=== Begin Enclosure ===

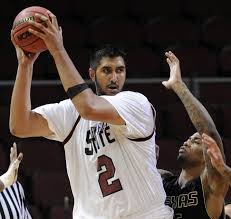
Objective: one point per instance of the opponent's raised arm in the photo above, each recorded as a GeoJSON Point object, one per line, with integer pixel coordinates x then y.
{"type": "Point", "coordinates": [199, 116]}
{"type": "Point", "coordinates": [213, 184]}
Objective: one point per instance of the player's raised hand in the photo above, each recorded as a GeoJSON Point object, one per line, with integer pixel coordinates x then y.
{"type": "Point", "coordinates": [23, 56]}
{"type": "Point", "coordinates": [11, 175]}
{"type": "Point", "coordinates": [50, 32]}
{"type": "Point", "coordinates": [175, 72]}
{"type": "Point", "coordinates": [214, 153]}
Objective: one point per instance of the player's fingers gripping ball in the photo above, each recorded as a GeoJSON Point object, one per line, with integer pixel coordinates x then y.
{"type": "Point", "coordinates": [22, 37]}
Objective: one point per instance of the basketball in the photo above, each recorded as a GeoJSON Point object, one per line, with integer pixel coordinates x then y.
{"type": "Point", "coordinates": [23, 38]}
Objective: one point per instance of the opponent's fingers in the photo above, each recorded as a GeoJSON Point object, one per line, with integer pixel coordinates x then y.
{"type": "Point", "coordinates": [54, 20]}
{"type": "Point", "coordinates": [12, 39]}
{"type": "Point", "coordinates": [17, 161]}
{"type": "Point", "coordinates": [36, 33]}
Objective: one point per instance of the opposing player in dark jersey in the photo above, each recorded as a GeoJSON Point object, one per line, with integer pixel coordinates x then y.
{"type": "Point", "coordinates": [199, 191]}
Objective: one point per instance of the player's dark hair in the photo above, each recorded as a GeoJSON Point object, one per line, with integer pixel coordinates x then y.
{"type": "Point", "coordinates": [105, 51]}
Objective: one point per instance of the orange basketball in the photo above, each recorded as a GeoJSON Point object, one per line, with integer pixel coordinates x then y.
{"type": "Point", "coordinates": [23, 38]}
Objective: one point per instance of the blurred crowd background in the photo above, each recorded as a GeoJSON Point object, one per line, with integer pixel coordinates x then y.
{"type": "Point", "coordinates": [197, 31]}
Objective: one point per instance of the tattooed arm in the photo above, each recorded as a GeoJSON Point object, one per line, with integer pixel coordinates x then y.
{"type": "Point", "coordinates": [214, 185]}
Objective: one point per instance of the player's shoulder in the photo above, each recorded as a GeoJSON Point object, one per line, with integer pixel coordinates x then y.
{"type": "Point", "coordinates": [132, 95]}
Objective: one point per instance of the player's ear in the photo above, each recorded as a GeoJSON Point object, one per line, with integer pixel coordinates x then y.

=== End Enclosure ===

Problem requirements - Please copy the data shown above precisely, leaving the images out.

Exercise result -
Objective: one point per instance of the opponent's raised arm in the photo above, each recorded as a GeoJSON Point object, one per line, with integer pixel coordinates x then y.
{"type": "Point", "coordinates": [199, 116]}
{"type": "Point", "coordinates": [213, 184]}
Objective: one point per instance of the player's raised hand in the photo above, each recorded as a GeoJSON Point object, one per line, with integer pixel coordinates x then y.
{"type": "Point", "coordinates": [23, 56]}
{"type": "Point", "coordinates": [11, 175]}
{"type": "Point", "coordinates": [50, 32]}
{"type": "Point", "coordinates": [175, 72]}
{"type": "Point", "coordinates": [214, 153]}
Objective: one point per instance of the player's fingers gripping ball in the photo above, each recorded as a GeoJSON Point object, one per line, with integer pixel coordinates x then y.
{"type": "Point", "coordinates": [22, 37]}
Objective: one point per instance of the basketball in the photo above, each recorded as a GeoJSON Point object, one per line, with integer pixel coordinates x then y.
{"type": "Point", "coordinates": [23, 38]}
Objective: one point per instance of the opponent's fingers in the photo above, each recorded as a GeoJSON Point object, one per line, with integer pixel coordinates x then y.
{"type": "Point", "coordinates": [54, 20]}
{"type": "Point", "coordinates": [12, 39]}
{"type": "Point", "coordinates": [17, 161]}
{"type": "Point", "coordinates": [36, 33]}
Objective: one point per instance of the opposing player in dark jersey in the photo above, each recorded as a GeoJSON Point object, one per line, with integer pixel coordinates x then y.
{"type": "Point", "coordinates": [199, 191]}
Objective: one point per instance of the player's dark hair in the photo above, each recorded as a GeoJSON Point object, one per line, with integer pixel coordinates x then y.
{"type": "Point", "coordinates": [105, 51]}
Objective: one point per instance of the orange basketball in the photo above, each recorded as a GeoJSON Point object, one per line, with integer pixel coordinates x then y.
{"type": "Point", "coordinates": [23, 38]}
Objective: one point per instance of the blurred crowd background in the photo above, each recorded as a GeoJSON Point object, one per line, with integer pixel coordinates x then y.
{"type": "Point", "coordinates": [197, 31]}
Objective: one point per instance of the tattooed arm in the photo above, each recorded as a GeoJSON Point object, one per line, with integer pixel coordinates x then y.
{"type": "Point", "coordinates": [214, 185]}
Objective: one point per instance of the player's shoulder in the photo above, each recorded as a GeoJSON Point object, one per line, with integer pixel coordinates x then y.
{"type": "Point", "coordinates": [132, 95]}
Objective: one point per instance of the player's ear in the photo above, each recorded as a GeoJSON Point object, one per line, with integer pixel coordinates x then y.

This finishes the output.